__Written problem__. Write out all of the lines below, exactly and completely.

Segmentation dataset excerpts
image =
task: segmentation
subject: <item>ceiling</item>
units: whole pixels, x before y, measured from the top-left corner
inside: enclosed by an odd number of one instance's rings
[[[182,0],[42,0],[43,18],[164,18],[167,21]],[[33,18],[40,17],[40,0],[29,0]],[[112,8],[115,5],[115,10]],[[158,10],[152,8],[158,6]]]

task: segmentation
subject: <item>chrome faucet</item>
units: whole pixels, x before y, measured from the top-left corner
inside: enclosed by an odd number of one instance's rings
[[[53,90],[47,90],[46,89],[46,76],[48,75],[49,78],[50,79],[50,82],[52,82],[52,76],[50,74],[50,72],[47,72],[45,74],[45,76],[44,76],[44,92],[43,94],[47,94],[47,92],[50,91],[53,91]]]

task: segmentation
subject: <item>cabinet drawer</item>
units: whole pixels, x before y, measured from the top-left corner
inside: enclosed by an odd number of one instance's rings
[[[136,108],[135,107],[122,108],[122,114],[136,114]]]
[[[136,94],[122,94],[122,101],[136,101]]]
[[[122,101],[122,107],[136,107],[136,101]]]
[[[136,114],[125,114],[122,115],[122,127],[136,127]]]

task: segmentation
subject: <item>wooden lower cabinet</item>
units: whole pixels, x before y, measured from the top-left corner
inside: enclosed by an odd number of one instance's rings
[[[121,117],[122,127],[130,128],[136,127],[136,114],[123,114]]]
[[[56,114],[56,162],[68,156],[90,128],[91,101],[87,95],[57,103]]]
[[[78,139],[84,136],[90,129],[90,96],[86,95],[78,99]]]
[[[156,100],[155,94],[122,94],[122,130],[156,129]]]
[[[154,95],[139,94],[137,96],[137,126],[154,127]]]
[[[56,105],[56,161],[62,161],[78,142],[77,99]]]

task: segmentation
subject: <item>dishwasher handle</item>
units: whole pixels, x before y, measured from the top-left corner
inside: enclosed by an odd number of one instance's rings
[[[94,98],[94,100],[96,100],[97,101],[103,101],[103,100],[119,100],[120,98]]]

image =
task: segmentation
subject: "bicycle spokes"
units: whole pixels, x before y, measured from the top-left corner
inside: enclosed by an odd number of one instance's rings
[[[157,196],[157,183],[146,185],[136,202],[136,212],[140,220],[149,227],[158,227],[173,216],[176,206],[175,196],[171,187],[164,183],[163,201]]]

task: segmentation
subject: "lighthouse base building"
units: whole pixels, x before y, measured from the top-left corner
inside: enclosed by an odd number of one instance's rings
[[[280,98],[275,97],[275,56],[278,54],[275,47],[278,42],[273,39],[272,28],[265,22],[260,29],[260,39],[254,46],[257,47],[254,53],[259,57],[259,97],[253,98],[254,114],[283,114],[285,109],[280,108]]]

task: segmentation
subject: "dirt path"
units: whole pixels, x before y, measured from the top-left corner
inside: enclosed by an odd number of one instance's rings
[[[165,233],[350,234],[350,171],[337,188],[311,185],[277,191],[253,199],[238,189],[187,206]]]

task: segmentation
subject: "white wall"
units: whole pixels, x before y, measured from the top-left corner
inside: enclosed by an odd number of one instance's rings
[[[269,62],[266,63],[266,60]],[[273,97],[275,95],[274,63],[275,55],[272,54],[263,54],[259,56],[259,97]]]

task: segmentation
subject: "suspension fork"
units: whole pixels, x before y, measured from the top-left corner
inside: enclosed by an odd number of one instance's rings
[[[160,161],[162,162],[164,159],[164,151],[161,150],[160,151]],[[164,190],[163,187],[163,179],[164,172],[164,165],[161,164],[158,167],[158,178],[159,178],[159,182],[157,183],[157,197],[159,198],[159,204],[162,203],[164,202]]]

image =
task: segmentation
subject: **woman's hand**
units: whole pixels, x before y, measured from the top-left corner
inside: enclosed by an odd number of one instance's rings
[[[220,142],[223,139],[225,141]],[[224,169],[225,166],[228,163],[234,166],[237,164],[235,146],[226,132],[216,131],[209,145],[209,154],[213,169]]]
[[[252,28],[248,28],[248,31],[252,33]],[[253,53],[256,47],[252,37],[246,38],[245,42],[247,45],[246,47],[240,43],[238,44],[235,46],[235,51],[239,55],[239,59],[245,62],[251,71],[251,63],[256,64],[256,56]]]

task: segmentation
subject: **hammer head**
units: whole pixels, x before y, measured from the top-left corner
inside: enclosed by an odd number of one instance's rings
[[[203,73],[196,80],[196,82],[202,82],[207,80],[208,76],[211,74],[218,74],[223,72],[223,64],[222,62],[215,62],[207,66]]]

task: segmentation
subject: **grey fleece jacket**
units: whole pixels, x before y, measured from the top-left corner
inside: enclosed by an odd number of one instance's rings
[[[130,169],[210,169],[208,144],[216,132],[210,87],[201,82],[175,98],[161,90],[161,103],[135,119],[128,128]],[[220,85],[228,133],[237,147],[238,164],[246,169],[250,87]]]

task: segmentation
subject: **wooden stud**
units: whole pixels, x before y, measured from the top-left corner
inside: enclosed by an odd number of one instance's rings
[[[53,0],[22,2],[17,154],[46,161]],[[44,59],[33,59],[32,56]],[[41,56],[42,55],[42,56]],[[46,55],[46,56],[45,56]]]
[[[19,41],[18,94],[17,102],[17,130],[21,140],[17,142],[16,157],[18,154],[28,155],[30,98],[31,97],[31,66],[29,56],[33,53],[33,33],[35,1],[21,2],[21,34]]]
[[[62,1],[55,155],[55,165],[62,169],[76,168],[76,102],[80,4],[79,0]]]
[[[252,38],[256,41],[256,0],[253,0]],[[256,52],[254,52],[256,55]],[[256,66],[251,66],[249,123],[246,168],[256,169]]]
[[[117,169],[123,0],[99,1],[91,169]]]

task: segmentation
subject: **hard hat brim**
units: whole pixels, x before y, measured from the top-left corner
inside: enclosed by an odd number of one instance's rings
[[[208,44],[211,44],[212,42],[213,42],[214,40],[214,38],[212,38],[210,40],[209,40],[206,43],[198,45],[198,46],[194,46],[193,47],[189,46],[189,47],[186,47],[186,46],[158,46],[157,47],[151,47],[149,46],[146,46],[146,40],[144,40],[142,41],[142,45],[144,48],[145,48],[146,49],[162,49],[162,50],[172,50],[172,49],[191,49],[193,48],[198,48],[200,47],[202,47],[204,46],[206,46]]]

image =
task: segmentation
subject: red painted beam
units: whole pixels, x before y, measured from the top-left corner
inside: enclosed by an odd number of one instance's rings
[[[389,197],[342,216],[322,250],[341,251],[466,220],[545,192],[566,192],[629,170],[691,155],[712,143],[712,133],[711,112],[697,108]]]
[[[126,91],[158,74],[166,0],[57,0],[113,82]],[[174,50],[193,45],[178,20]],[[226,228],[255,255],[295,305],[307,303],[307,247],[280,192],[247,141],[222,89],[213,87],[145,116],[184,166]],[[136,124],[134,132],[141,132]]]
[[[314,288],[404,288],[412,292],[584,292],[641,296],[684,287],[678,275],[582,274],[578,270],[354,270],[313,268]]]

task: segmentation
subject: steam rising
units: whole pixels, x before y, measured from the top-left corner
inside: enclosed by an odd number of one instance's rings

__Completed task__.
image =
task: segmentation
subject: <item>ceiling</item>
units: whole pixels, x before y, measured from the top-left corner
inside: enclosed by an odd number of one instance's rings
[[[182,0],[42,0],[43,18],[164,18],[167,21]],[[33,18],[40,17],[40,0],[29,0]],[[112,8],[115,5],[115,10]],[[158,10],[152,8],[158,6]]]

task: segmentation
subject: <item>chrome faucet</item>
units: whole pixels, x before y, measured from the top-left corner
inside: enclosed by an odd number of one instance's rings
[[[53,90],[47,90],[46,89],[46,76],[48,75],[49,78],[50,79],[50,82],[52,82],[52,76],[50,74],[50,72],[47,72],[45,74],[45,76],[44,76],[44,92],[43,94],[47,94],[47,92],[50,91],[53,91]]]

task: segmentation
subject: <item>cabinet drawer</item>
units: whole pixels, x before y, measured from the top-left corner
inside: enclosed by an odd number of one instance's rings
[[[136,108],[135,107],[122,108],[122,114],[136,114]]]
[[[136,94],[122,94],[122,101],[136,101]]]
[[[122,101],[122,107],[136,107],[136,101]]]
[[[136,114],[125,114],[122,115],[122,127],[136,127]]]

task: segmentation
subject: <item>wooden lower cabinet</item>
units: whole pixels, x before y, measured from the top-left corner
inside: enclosed by an odd number of one instance's rings
[[[121,117],[122,127],[130,128],[136,127],[136,114],[123,114]]]
[[[56,114],[56,162],[68,156],[90,128],[91,101],[87,95],[57,103]]]
[[[78,139],[84,136],[90,129],[90,96],[86,95],[78,99]]]
[[[156,100],[155,94],[122,94],[122,130],[156,129]]]
[[[154,95],[139,94],[137,96],[137,126],[154,127]]]
[[[56,105],[56,161],[62,161],[78,142],[77,99]]]

task: segmentation
subject: <item>dishwasher handle</item>
units: whole pixels, x before y, measured from the top-left corner
inside: enclosed by an odd number of one instance's rings
[[[94,98],[94,100],[96,100],[97,101],[103,101],[103,100],[119,100],[120,98]]]

image =
task: segmentation
subject: "bicycle spokes"
units: whole pixels, x before y, measured from the top-left corner
inside: enclosed by an odd number of one instance's rings
[[[157,196],[157,183],[146,185],[136,202],[136,212],[140,220],[149,227],[158,227],[173,216],[176,206],[175,196],[171,187],[164,183],[163,201]]]

task: segmentation
subject: "lighthouse base building"
units: whole pixels, x before y, measured from the top-left corner
inside: enclosed by an odd number of one instance's rings
[[[280,98],[275,97],[275,56],[278,54],[275,47],[278,42],[273,39],[272,28],[265,22],[260,29],[260,39],[254,46],[257,47],[254,53],[259,57],[259,97],[253,98],[254,114],[283,114],[285,109],[280,108]]]

task: segmentation
subject: "dirt path"
units: whole pixels, x before y, measured from the top-left corner
inside: enclosed by an odd number of one instance's rings
[[[165,233],[350,234],[350,171],[337,188],[311,185],[277,191],[253,199],[238,189],[187,206]]]

task: segmentation
subject: "white wall"
units: whole pixels, x before y, measured from the top-left corner
inside: enclosed by an odd number of one instance's rings
[[[269,62],[266,63],[266,60]],[[273,97],[275,95],[274,63],[275,55],[272,54],[263,54],[259,56],[259,97]]]

task: segmentation
subject: "suspension fork"
units: whole pixels, x before y, measured from the top-left corner
inside: enclosed by an odd number of one instance's rings
[[[160,161],[162,162],[164,159],[164,151],[161,150],[160,151]],[[164,190],[163,187],[163,179],[164,172],[164,165],[161,164],[158,167],[158,178],[159,178],[159,182],[157,183],[157,197],[159,198],[159,204],[162,203],[164,202]]]

image =
task: segmentation
subject: **woman's hand**
units: whole pixels, x before y, measured from the top-left corner
inside: enclosed by an odd number of one instance's rings
[[[220,142],[223,139],[225,141]],[[224,169],[225,166],[228,163],[234,166],[237,164],[235,146],[226,132],[216,131],[209,145],[209,154],[213,169]]]
[[[252,28],[248,28],[248,31],[252,33]],[[253,53],[256,47],[252,37],[246,38],[245,42],[247,45],[246,47],[240,43],[238,44],[235,46],[235,51],[239,55],[239,59],[245,62],[251,71],[251,63],[256,64],[256,56]]]

task: segmentation
subject: **hammer head**
units: whole pixels, x before y, measured from the top-left corner
inside: enclosed by an odd number of one instance's rings
[[[203,73],[196,80],[196,82],[202,82],[207,80],[208,76],[211,74],[218,74],[223,72],[223,64],[222,62],[215,62],[207,66]]]

task: segmentation
subject: **grey fleece jacket**
units: whole pixels, x before y, measured from the top-left corner
inside: enclosed by an odd number of one instance's rings
[[[130,169],[210,169],[208,144],[216,132],[210,87],[201,82],[175,98],[161,90],[161,103],[135,119],[128,128]],[[220,85],[228,133],[237,147],[238,164],[246,169],[250,87]]]

task: segmentation
subject: **wooden stud**
units: whole pixels, x before y, measured from the top-left corner
inside: enclosed by an odd number of one instance's rings
[[[53,0],[22,2],[17,154],[46,161]],[[44,59],[33,59],[32,56]],[[41,56],[42,55],[42,56]],[[46,55],[46,56],[45,56]]]
[[[19,41],[18,94],[17,102],[17,130],[21,140],[17,142],[16,157],[18,154],[28,155],[30,98],[31,97],[31,66],[29,56],[33,53],[33,33],[35,1],[21,2],[21,34]]]
[[[62,1],[55,155],[55,165],[62,169],[76,168],[76,102],[80,4],[79,0]]]
[[[252,38],[256,41],[256,0],[253,0]],[[256,52],[254,52],[256,55]],[[256,66],[251,66],[249,123],[246,168],[256,169]]]
[[[117,169],[123,0],[99,1],[91,169]]]

task: segmentation
subject: **hard hat brim**
units: whole pixels, x before y, measured from the top-left corner
inside: enclosed by an odd number of one instance's rings
[[[208,44],[211,44],[212,42],[213,42],[214,40],[214,38],[212,38],[210,40],[209,40],[206,43],[198,45],[198,46],[194,46],[193,47],[189,46],[189,47],[186,47],[186,46],[158,46],[157,47],[151,47],[149,46],[146,46],[146,40],[144,40],[142,41],[142,45],[144,48],[145,48],[146,49],[162,49],[162,50],[172,50],[172,49],[191,49],[193,48],[198,48],[200,47],[202,47],[204,46],[206,46]]]

image =
task: segmentation
subject: red painted beam
units: whole pixels, x before y, measured from the top-left corner
inside: enclosed by an odd number of one instance's rings
[[[389,197],[342,216],[322,250],[341,251],[466,220],[545,192],[566,192],[629,170],[691,155],[712,143],[712,133],[711,112],[697,108]]]
[[[126,91],[158,74],[166,0],[57,0],[113,82]],[[174,50],[193,45],[178,20]],[[226,228],[255,255],[295,305],[307,303],[307,247],[280,192],[247,141],[222,89],[213,87],[145,116],[184,166]],[[136,124],[134,132],[141,132]]]
[[[314,288],[404,288],[412,292],[584,292],[641,296],[684,287],[678,275],[582,274],[578,270],[354,270],[313,268]]]

task: segmentation
subject: steam rising
units: whole pixels, x before y, measured from the top-left corner
inside: enclosed by an odd number of one instance's rings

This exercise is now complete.